### Gezeigte Daten

□ □ □

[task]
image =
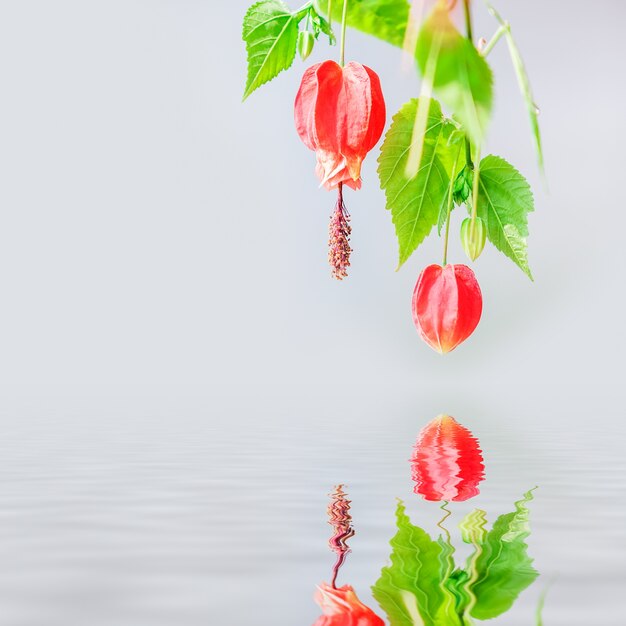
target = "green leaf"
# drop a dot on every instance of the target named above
(524, 84)
(463, 79)
(416, 201)
(463, 185)
(504, 201)
(502, 569)
(411, 589)
(319, 24)
(270, 31)
(385, 19)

□ □ □

Gib alle Zeilen der obigen Einträge ohne Leerzeilen als Markdown-Tabelle wieder, mit der laufenden Nummer in der Spalte „Nr“ und dem Text in der Spalte „Zeile“. Die Bilder lässt du in der Antwort weg.

| Nr | Zeile |
|---|---|
| 1 | [task] |
| 2 | image = |
| 3 | target = "green leaf" |
| 4 | # drop a dot on every instance of the target named above |
| 5 | (524, 84) |
| 6 | (463, 79) |
| 7 | (416, 201) |
| 8 | (463, 185) |
| 9 | (504, 201) |
| 10 | (502, 569) |
| 11 | (411, 589) |
| 12 | (319, 24) |
| 13 | (270, 31) |
| 14 | (385, 19) |